- WORK TO BE COMPLETED:
Please reproduce every one of the items below word for word, leaving out the pictures.
━━━━━━
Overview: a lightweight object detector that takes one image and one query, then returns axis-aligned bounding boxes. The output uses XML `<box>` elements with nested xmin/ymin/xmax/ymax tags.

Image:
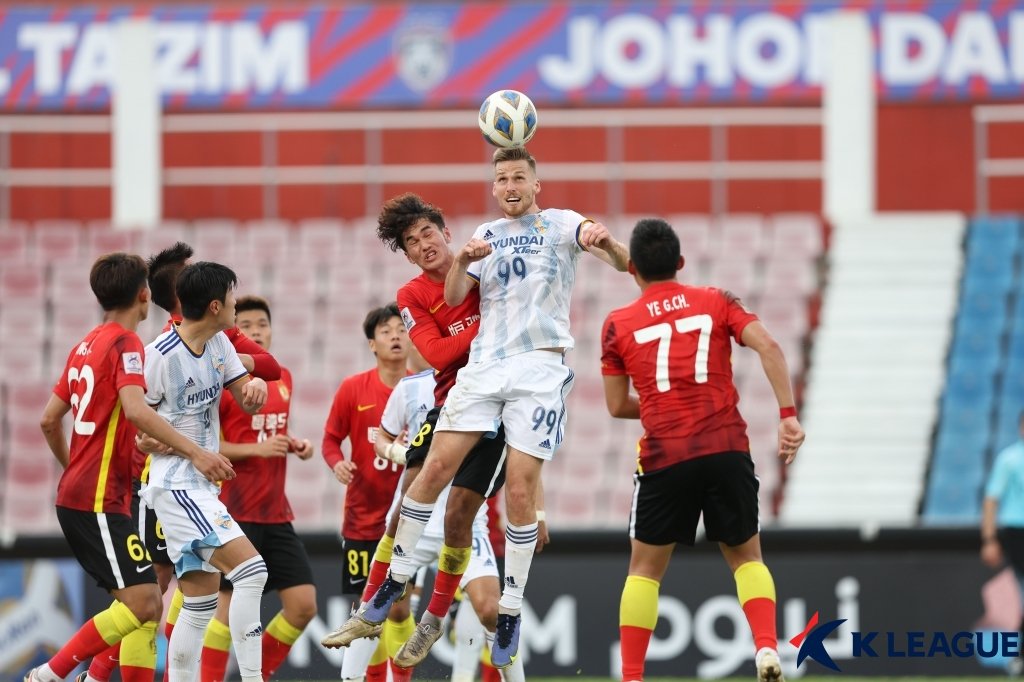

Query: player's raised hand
<box><xmin>256</xmin><ymin>433</ymin><xmax>292</xmax><ymax>457</ymax></box>
<box><xmin>778</xmin><ymin>417</ymin><xmax>804</xmax><ymax>464</ymax></box>
<box><xmin>334</xmin><ymin>460</ymin><xmax>358</xmax><ymax>485</ymax></box>
<box><xmin>289</xmin><ymin>437</ymin><xmax>313</xmax><ymax>460</ymax></box>
<box><xmin>457</xmin><ymin>239</ymin><xmax>493</xmax><ymax>263</ymax></box>
<box><xmin>191</xmin><ymin>450</ymin><xmax>234</xmax><ymax>483</ymax></box>
<box><xmin>135</xmin><ymin>431</ymin><xmax>171</xmax><ymax>455</ymax></box>
<box><xmin>580</xmin><ymin>222</ymin><xmax>615</xmax><ymax>249</ymax></box>
<box><xmin>242</xmin><ymin>378</ymin><xmax>266</xmax><ymax>412</ymax></box>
━━━━━━
- WRITTEN RESPONSE:
Overview: a lightweight object detector that takes one image and one query, then returns axis-aligned bounding boxes. The output uses XML `<box>` elements with nested xmin/ymin/xmax/ymax tags.

Image:

Query: player's raised hand
<box><xmin>256</xmin><ymin>433</ymin><xmax>292</xmax><ymax>457</ymax></box>
<box><xmin>778</xmin><ymin>417</ymin><xmax>804</xmax><ymax>464</ymax></box>
<box><xmin>334</xmin><ymin>460</ymin><xmax>358</xmax><ymax>485</ymax></box>
<box><xmin>289</xmin><ymin>437</ymin><xmax>313</xmax><ymax>460</ymax></box>
<box><xmin>457</xmin><ymin>239</ymin><xmax>493</xmax><ymax>263</ymax></box>
<box><xmin>191</xmin><ymin>450</ymin><xmax>234</xmax><ymax>483</ymax></box>
<box><xmin>135</xmin><ymin>431</ymin><xmax>171</xmax><ymax>455</ymax></box>
<box><xmin>580</xmin><ymin>222</ymin><xmax>615</xmax><ymax>249</ymax></box>
<box><xmin>242</xmin><ymin>378</ymin><xmax>266</xmax><ymax>412</ymax></box>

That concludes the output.